Margarine matters: Research shows low-trans fat spreads may be bestNovember 10, 1998
Web posted at: 5:12 p.m. EST (2212 GMT)
ATLANTA (CNN) -- Which is the lesser of two evils when putting spread on your bread -- cholesterol-laden butter or margarine containing trans fatty acids? New research shows the best choice may be a specific kind of margarine already found on supermarket shelves.
A study presented this week at the American Heart Association's conference in Dallas found a diet that uses low-trans or trans-free margarine, usually sold in tubs or liquid form, is a heart-healthy butter alternative.
The study, by Dr. Margo Denke of the University of Texas Southwestern Medical Center, tested whether a margarine-based diet rather than a butter-based diet can lower cholesterol as much as medication can. She used only margarines low in trans fatty acids.
"What we have found so far is about 25 percent of the population gets a mean cholesterol lowering of about 25 points," she said.
When study participant Lisa Jackson, 18, switched from butter to margarine, her cholesterol plummeted 109 points.
"I was surprised," she said. "It was real high to begin with -- higher than Dad's."
Many stick margarines sold in stores are high in trans fatty acids, which form when vegetable oils are hydrogenated into solids.
Trans fat was once thought to be better than butter's saturated fat. But studies have found it may be just as harmful in increasing blood cholesterol.

▶ _Extracted information_:
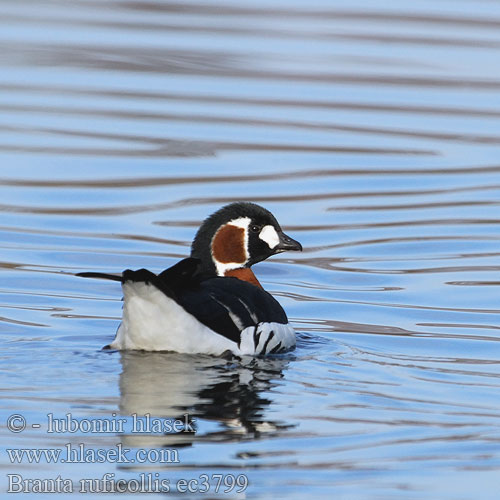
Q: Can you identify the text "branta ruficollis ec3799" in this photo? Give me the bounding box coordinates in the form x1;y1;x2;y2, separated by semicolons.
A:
78;202;302;355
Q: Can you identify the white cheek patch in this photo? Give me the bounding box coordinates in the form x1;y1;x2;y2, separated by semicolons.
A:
228;217;250;229
259;226;280;250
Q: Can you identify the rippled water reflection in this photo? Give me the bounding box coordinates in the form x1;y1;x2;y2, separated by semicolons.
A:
0;0;500;499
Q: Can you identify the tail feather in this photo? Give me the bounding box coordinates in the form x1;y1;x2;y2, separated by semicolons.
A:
76;272;123;283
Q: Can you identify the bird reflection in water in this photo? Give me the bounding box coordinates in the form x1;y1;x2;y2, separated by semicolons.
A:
120;351;292;447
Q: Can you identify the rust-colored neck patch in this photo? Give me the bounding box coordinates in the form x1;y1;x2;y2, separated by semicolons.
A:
212;224;247;264
224;267;262;288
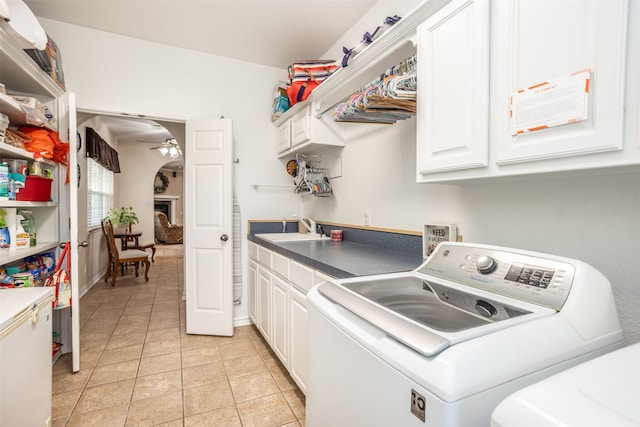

▶ _Exercise brief_: Pick up the news article on margarine and trans fat after its last sentence and carry it on.

▶ _Written answer_:
Dr. Walter Willet of Harvard University said trans fat is worse for the heart than saturated fats, but advised choosing margarine low in trans fat rather than butter.
"Avoiding trans fatty acids will lower the bad form of cholesterol or LDL," he said. "Also, it can raise the good forms of blood cholesterol, so you get several benefits by avoiding trans fatty acids."
A twist in the butter debate is expected to debut next year. Two new margarines that makers say help block cholesterol absorption will hit the U.S. market.
The margarines, Benecol and Unilever's Take Control, contain plant stanol esters, natural substances that have lowered cholesterol in studies.
"Benecol is an additive or supplement to the margarine, and that gives an extra kick to cholesterol-lowering, so you get a double benefit, said Dr. Scott Grundy of the AHA.
Despite improvements in margarine, doctors say the best way to keep cholesterol in check is still to use as little margarine, butter or other fats as possible.
Food & Health Correspondent Linda Ciampa contributed to this report.